* start *

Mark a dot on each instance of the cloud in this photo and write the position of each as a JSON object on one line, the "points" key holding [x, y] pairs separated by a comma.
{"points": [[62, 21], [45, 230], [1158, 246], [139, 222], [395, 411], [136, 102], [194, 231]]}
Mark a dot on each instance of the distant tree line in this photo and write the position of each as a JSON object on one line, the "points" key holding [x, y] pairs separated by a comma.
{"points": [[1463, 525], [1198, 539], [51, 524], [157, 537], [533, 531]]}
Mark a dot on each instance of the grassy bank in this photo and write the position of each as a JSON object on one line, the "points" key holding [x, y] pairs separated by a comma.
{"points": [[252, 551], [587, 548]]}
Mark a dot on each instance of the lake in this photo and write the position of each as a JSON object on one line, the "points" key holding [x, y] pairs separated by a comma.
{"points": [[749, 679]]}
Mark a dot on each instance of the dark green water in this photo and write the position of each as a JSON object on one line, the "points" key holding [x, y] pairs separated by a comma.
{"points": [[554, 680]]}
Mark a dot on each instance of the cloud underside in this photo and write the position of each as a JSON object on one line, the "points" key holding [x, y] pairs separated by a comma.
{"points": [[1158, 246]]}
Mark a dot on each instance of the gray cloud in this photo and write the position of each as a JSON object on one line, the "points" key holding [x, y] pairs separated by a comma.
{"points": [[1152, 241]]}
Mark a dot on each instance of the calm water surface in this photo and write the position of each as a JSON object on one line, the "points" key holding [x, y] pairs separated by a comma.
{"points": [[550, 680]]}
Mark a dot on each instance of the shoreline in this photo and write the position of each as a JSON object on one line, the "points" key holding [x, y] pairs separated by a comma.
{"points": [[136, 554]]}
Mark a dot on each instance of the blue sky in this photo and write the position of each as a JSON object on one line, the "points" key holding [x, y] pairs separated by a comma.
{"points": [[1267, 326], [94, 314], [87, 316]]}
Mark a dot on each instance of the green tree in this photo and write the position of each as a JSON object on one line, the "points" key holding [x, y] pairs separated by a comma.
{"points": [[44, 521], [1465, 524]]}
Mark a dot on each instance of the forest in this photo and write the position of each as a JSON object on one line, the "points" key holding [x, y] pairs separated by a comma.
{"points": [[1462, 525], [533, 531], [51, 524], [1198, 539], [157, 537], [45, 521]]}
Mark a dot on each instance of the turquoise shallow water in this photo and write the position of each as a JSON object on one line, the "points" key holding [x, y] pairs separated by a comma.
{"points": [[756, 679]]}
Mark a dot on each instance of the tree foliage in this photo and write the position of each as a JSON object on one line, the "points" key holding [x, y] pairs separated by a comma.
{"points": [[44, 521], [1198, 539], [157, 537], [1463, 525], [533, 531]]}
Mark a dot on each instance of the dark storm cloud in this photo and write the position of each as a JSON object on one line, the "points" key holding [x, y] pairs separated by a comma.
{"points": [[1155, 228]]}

* end *

## Set exercise
Your task is to transcribe the listing above in full, exactly as given.

## The reply
Mark a dot on each instance of the cloud in this photo and write the position of each as a JSON object on one line, the "points" key holding [x, y] pairs separated by a comma.
{"points": [[62, 21], [45, 230], [1158, 246], [139, 222], [395, 411], [136, 102], [194, 231]]}
Mark a dot on each instance of the distant tree line in this photo and write the position of each as a JSON object on one line, the "points" key holding [x, y] pairs separated by a comma.
{"points": [[1463, 525], [1198, 539], [51, 524], [157, 537], [533, 531]]}
Mark a dot on each instance of the grassy bank in this photo and write the position of each as a JSON object on one line, the "points" key holding [x, y] pairs separated by a comma.
{"points": [[252, 551], [587, 548]]}
Mark a dot on each instance of the lake in this photo and write the position of each as a JSON object on one line, the "points" key holding [x, y] pairs separated by a comma.
{"points": [[749, 679]]}
Mark a dot on each instance of the dark green water in this photo and write the position of each as a JSON object on one line, the "points" key holding [x, y] pairs separated by a comma.
{"points": [[554, 680]]}
Mark a dot on each instance of the cloud underside in this photo and write the position of each as a JSON object on one line, the "points" key holding [x, y] pairs separated by a comma.
{"points": [[1158, 246]]}
Mark a dot on each instance of the gray cloud in this photo and write the position of each as a JSON object on one line, the "points" key holding [x, y] pairs separated by a comma.
{"points": [[1152, 241]]}
Mark a dot on each instance of the calm water surface in this photo and write the position of each as a JSON object on one line, the "points" key holding [x, y] pairs separated by a comma.
{"points": [[550, 680]]}
Mark a dot on each instance of the shoreline in this photo and write the position of each as a JSON object on one line, the "points" key holding [x, y] pairs separated by a comma.
{"points": [[136, 554]]}
Mark a dot on each instance of the blue sky in this photo and write the position of each as a JSON object on one line, the "points" key holding [x, y] pairs separated by a comma.
{"points": [[1267, 326], [94, 314], [87, 316]]}
Mark a dot on each instance of the green tree in this photo and write the position of each as a JSON object on one line, the "points" key holding [x, y] pairs separated by a comma.
{"points": [[44, 521], [1465, 524]]}
Mark a dot on each instance of the forest in this photo and write the position of each as a JSON object on one line, the "points" key holding [x, y] pairs separated by a comma.
{"points": [[1462, 525], [533, 531], [51, 524], [1198, 539], [157, 537], [45, 521]]}
Mark a dot on each instance of the turquoise shallow water in this photo and write the position of each as a JSON object on one line, the "points" key holding [x, y] pairs separated by a comma.
{"points": [[756, 679]]}
Mark a dot on each instance of the tree foliage in this photo and write the position of each as a JSON object on one line, the "points" key holding [x, y] pairs separated by a comma.
{"points": [[44, 521], [1198, 539], [157, 537], [1463, 525], [533, 531]]}
Mark a dot on each instance of the dark storm cloud in this photo and write the position of each as a JSON object on one line, the "points" key holding [x, y] pairs separated by a comma.
{"points": [[1155, 228]]}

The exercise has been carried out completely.